Skip the pictures and repeat each line of the data exactly.
START Data to examine
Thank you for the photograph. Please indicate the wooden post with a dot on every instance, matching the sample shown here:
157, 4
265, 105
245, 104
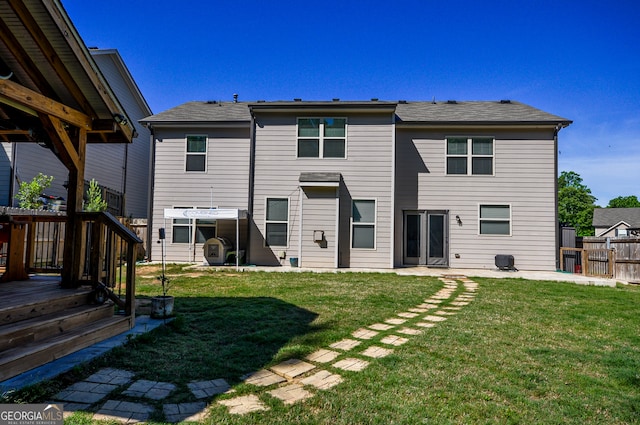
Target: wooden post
73, 238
END Data to examine
**Completed task**
Thank you for the photograph. Please indicate the wooden post with a dot on every instance, matching the sample shown here:
157, 4
265, 105
245, 104
Target: wooden post
73, 238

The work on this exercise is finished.